Exercise prompt
Omit every picture, then give all the entries again exactly.
>> BEGIN Listing
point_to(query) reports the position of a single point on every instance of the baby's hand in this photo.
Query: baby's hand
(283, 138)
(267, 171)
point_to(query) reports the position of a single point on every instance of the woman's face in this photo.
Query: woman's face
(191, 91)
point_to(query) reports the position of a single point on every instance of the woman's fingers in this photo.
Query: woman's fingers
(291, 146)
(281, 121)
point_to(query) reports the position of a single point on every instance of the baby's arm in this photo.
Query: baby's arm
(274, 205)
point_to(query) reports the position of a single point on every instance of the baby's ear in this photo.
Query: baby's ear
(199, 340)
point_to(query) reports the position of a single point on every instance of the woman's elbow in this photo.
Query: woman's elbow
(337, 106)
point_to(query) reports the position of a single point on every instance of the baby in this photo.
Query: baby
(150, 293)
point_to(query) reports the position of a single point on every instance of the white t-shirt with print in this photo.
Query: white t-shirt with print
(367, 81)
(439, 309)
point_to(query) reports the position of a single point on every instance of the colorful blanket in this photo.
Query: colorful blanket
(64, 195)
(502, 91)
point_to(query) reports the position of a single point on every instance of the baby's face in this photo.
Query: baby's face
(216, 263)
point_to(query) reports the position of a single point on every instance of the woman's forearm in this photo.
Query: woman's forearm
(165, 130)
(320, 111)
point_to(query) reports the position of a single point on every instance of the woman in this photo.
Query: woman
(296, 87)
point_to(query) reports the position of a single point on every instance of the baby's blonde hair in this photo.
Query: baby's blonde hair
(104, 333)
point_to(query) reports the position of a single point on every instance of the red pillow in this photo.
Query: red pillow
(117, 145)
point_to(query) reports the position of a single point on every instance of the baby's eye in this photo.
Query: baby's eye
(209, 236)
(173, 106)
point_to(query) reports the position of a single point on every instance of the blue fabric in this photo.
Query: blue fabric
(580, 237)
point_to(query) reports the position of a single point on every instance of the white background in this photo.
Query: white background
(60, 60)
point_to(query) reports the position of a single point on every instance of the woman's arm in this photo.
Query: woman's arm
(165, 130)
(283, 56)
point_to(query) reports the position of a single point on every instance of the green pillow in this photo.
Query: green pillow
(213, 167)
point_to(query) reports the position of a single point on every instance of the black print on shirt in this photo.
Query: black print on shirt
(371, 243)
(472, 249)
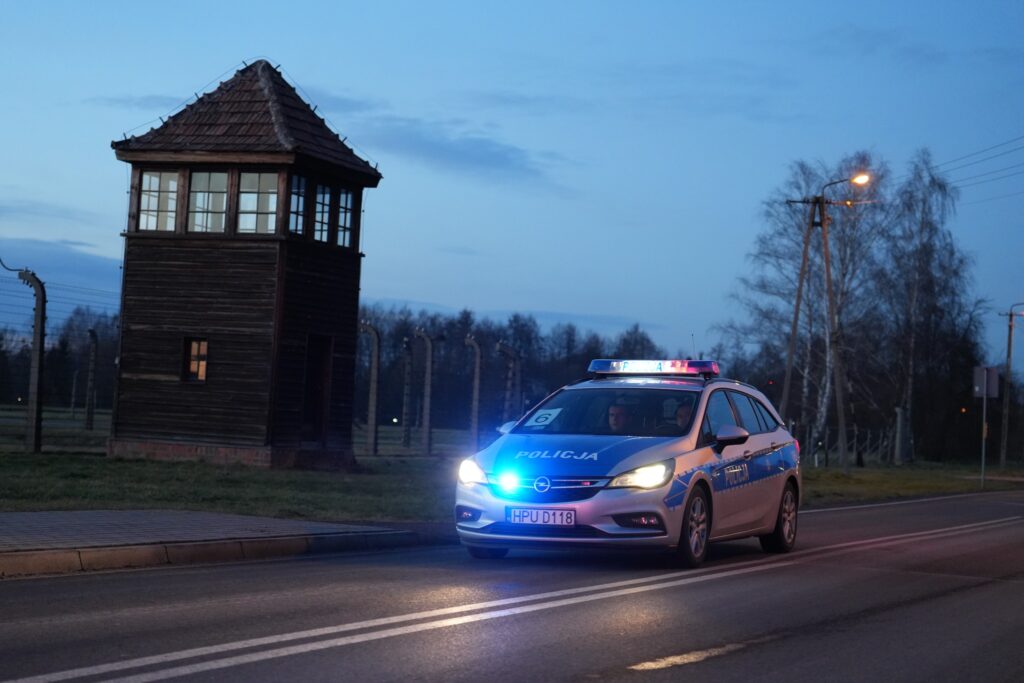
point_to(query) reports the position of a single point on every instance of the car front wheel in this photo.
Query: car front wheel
(783, 537)
(696, 525)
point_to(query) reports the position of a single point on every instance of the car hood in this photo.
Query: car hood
(570, 455)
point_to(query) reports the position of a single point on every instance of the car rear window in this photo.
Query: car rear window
(748, 414)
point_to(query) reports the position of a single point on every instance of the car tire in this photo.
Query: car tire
(696, 528)
(783, 537)
(487, 553)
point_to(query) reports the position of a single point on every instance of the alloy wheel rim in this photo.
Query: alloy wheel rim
(788, 516)
(697, 526)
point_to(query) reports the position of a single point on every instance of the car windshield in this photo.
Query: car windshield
(613, 411)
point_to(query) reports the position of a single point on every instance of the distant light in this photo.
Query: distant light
(509, 482)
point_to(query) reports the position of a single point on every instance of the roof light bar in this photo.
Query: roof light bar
(615, 367)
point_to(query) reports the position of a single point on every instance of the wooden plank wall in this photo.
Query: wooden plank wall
(322, 297)
(217, 288)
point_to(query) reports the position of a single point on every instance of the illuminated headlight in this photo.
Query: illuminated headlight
(470, 472)
(648, 476)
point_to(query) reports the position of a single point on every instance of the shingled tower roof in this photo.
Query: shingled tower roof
(256, 111)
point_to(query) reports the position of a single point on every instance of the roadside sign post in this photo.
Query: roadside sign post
(986, 385)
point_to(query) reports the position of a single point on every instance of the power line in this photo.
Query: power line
(979, 175)
(981, 161)
(992, 199)
(980, 152)
(1001, 177)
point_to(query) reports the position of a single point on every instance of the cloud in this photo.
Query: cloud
(151, 102)
(524, 103)
(67, 269)
(13, 210)
(74, 243)
(999, 56)
(892, 43)
(450, 145)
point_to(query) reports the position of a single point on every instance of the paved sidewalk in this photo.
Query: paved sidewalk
(34, 543)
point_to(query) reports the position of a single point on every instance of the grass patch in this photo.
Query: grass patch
(384, 489)
(830, 486)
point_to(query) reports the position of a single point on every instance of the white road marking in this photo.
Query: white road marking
>> END Listing
Task solution
point_to(query) reports the position of a single point on every instance of the baby's hand in this photo.
Query: baby's hand
(283, 138)
(267, 171)
point_to(query) reports the position of a single point on every instance of the woman's face in this photo.
Query: woman's face
(191, 91)
point_to(query) reports the position of a single point on every instance of the woman's fingers in this photo.
Query: woman's fingers
(291, 146)
(281, 121)
point_to(query) reports the position of a single point on every instance of the baby's arm in this photo.
Query: baby's arm
(274, 205)
point_to(query) reports the position of a single point on every instance of the baby's ear in this photo.
Query: baby's ear
(199, 340)
point_to(query) reports the position of a single point on every instance of the woman's elbow in this photo.
Query: woman's elbow
(337, 106)
point_to(query) reports the position of a single point on every instance of the baby in this photo.
Query: baby
(150, 293)
point_to(query) reports the position of a single point on every instance of the white t-shirt with print in this photo.
Query: white t-shirt with print
(367, 81)
(439, 309)
point_to(query) reports the position of a single point on every instance of the colorful blanket in this photo.
Query: colorful blanket
(64, 195)
(502, 91)
point_to(query) reports the position of a single point on every instance of the baby's face in this photo.
Query: baby's face
(216, 263)
point_to(query) reports the position of a single point on every instance of the woman's forearm in this photo.
Query: woman's forearm
(165, 130)
(320, 111)
point_to(query) reports the position of a single point on every instance of the woman in this photo.
Query: woman
(296, 87)
point_to(query) reports the position of a single point on every instance of the baby's blonde hair in this photo.
Query: baby's blonde hair
(104, 333)
point_to(query) reports the position of a single point on every instance of the red pillow in this photo.
Query: red pillow
(117, 145)
point_to(query) reports the position of a single point on every instance of the baby's eye in this photo.
Query: baby's eye
(209, 236)
(173, 106)
point_to(query) reports the position of a single point on every instance of the blue fabric in this photo.
Query: blue fabric
(580, 237)
point_to(query) reports the position of a single point on every instance of the white background in this photo.
Query: white background
(60, 60)
point_to(query) reports the position of a single point on every instance of the woman's arm in this photo.
Query: woman's arm
(165, 130)
(283, 56)
point_to(query) reports the position of a single point on every instance of the green pillow in this photo.
Query: green pillow
(213, 167)
point_to(query) reports the position of a single point on every instance of the black print on shirt in this photo.
Query: black print on shirt
(371, 243)
(472, 249)
point_to(query) reports the position of a single point on every instance of the car front wheel in this photo.
Query: car front wheel
(783, 537)
(696, 525)
point_to(query) reports the position of a single point on every instance of the car hood in this photo.
Query: car hood
(570, 455)
point_to(query) reports the position of a single point on every instance of the car rear window in this photo.
Query: car rear window
(748, 414)
point_to(query) reports the position of a single point on every instance of the car tire in this photo.
Query: car tire
(696, 528)
(783, 537)
(487, 553)
point_to(query) reports the position of a single point on every instance of the alloy wheel rim in this photo.
Query: alloy wheel rim
(788, 516)
(697, 526)
point_to(query) reports the position of a single point on every instance of the car windshield in this photo.
Query: car windshield
(613, 411)
point_to(query) reports the position of a single point on every instance of the distant light in this photo.
Query: distant light
(509, 482)
point_to(query) reports the position of a single point on every instance of the roof light bar in this photo.
Query: roof light bar
(615, 367)
point_to(query) reports the position of a single point on every instance of the wooden plank wall in this photo.
Query: wooden plank wall
(322, 297)
(217, 288)
point_to(query) reports the position of a single point on every instance of the illuminated headlight in this photo.
Query: illuminated headlight
(470, 472)
(648, 476)
point_to(query) reports the position of a single point on every instance of the shingled tower roof in this photo.
Query: shingled tower roof
(256, 111)
point_to(query) reports the position of a single point on every instance of the roadside sign post in this photo.
Query: roadside sign post
(986, 385)
point_to(query) reports the position of a single point on every instance of the power line in this photo.
Query: power line
(979, 175)
(981, 161)
(992, 199)
(980, 152)
(1001, 177)
point_to(query) reports the position of a single point on every instance of the cloud in this photo.
Query: cloud
(151, 102)
(524, 103)
(67, 269)
(13, 210)
(74, 243)
(999, 56)
(892, 43)
(450, 145)
point_to(query) reports the position of a single point on every instance of the paved sidewalk in this photo.
Query: paved sidewalk
(34, 543)
point_to(query) reports the position of a single point on every instance of the grass patch in this photo.
Query: grass patch
(384, 489)
(830, 486)
point_to(query) reports the position of a single point on every instance of the white road marking in this photo.
Query: white road marking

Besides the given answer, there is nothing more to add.